Work required
Reproduce, from the lines below, exactly the stretch that begins at the line containing "an instance may span separate parts" and ends at the line containing "note: each item", both included.

Supplied records

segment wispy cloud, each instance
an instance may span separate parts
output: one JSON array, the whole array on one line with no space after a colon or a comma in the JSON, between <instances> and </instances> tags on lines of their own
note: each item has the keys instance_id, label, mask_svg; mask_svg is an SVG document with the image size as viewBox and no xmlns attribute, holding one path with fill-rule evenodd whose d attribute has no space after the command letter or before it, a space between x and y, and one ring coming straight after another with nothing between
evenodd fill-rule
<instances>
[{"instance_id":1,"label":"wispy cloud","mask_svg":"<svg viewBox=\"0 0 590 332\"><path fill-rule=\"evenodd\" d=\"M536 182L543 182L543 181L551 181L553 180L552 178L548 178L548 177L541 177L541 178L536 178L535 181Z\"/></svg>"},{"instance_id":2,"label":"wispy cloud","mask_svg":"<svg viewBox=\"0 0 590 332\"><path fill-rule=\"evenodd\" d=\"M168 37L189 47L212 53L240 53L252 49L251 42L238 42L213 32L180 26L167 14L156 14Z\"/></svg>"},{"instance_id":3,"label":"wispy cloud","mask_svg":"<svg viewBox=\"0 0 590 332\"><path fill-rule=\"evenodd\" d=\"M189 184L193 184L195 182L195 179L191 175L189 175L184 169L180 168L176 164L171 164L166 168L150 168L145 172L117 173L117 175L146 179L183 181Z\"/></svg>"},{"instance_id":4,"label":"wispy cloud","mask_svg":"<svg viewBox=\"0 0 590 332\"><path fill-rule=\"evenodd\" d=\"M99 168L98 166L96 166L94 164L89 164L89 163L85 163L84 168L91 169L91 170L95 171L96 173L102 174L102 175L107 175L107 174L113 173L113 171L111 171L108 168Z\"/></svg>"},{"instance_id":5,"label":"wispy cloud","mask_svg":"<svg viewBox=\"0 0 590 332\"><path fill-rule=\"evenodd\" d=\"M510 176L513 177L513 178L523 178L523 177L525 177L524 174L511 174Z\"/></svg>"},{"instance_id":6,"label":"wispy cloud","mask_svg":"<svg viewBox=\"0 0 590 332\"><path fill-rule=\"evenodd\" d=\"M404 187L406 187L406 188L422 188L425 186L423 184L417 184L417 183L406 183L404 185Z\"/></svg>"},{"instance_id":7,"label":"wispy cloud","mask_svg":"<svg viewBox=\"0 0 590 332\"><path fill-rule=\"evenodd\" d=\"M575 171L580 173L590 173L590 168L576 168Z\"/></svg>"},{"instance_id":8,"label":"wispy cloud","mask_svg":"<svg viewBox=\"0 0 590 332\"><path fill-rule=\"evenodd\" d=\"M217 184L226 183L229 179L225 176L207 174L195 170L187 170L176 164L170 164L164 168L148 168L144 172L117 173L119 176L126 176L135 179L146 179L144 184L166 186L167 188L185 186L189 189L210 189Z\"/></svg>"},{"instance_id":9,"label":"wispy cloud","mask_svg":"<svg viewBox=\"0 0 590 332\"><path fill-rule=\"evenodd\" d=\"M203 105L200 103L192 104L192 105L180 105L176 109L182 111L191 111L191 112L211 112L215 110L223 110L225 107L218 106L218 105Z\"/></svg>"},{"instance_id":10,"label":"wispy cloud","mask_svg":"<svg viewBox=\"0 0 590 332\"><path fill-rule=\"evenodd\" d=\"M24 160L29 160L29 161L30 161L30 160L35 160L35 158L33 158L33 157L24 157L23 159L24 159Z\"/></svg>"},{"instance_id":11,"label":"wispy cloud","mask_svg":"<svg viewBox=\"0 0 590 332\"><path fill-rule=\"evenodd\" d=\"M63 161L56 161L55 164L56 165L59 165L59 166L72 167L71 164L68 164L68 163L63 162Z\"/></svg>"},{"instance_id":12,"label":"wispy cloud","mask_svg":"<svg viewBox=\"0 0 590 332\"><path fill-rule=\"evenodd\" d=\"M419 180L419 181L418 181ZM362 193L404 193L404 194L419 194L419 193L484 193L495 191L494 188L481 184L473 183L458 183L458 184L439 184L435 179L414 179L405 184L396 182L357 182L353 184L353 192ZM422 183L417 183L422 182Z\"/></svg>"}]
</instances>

Your response
an instance may span separate parts
output: one JSON array, the whole array on one line with no space after a colon or a comma in the JSON, between <instances> and </instances> tags on lines of their own
note: each item has the keys instance_id, label, mask_svg; mask_svg is an SVG document with the image size as viewBox and no xmlns attribute, holding one path with fill-rule evenodd whose d attribute has no space after the command letter or before it, a space between x and y, and one ring coming straight after another with nothing between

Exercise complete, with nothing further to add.